[Data shown]
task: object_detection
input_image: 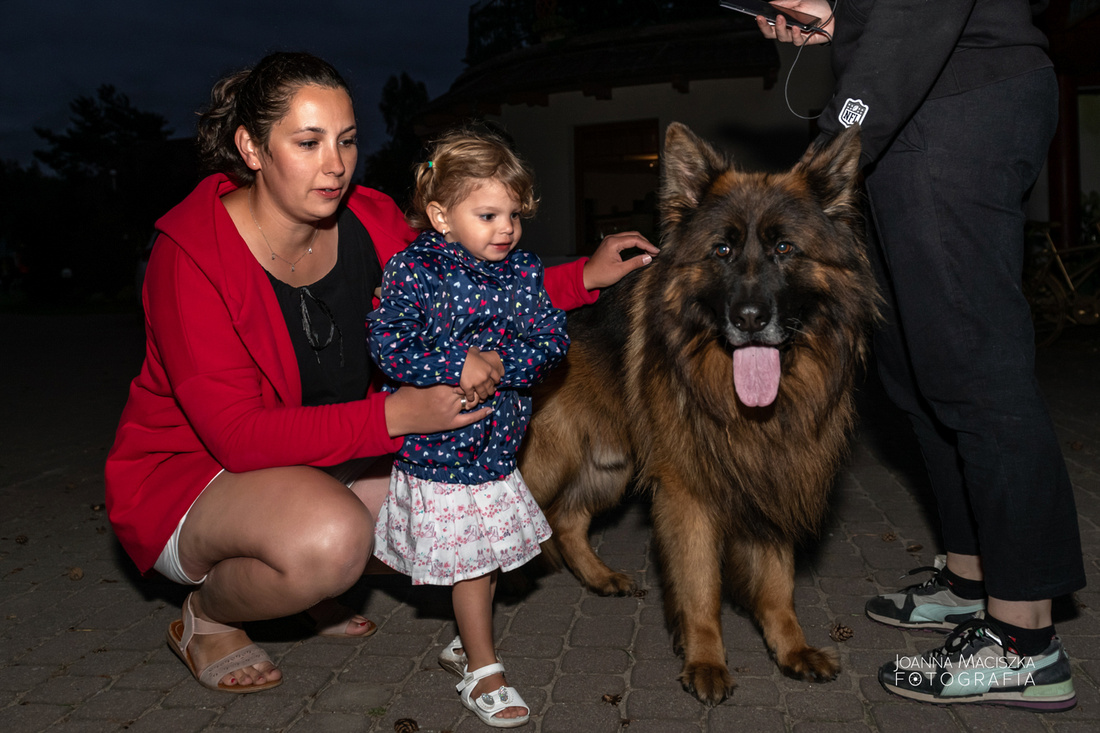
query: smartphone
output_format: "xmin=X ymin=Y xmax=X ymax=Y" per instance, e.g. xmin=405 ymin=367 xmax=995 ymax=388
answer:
xmin=718 ymin=0 xmax=822 ymax=31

[Problem to solve] Could you repeat the material with "smartphone" renamed to "mobile phone", keeping every other line unchanged and leaving out the pictures?

[Answer to the task]
task: object_detection
input_image: 
query: mobile phone
output_format: "xmin=X ymin=Y xmax=X ymax=Y" per instance, e.g. xmin=405 ymin=367 xmax=995 ymax=388
answer:
xmin=718 ymin=0 xmax=822 ymax=31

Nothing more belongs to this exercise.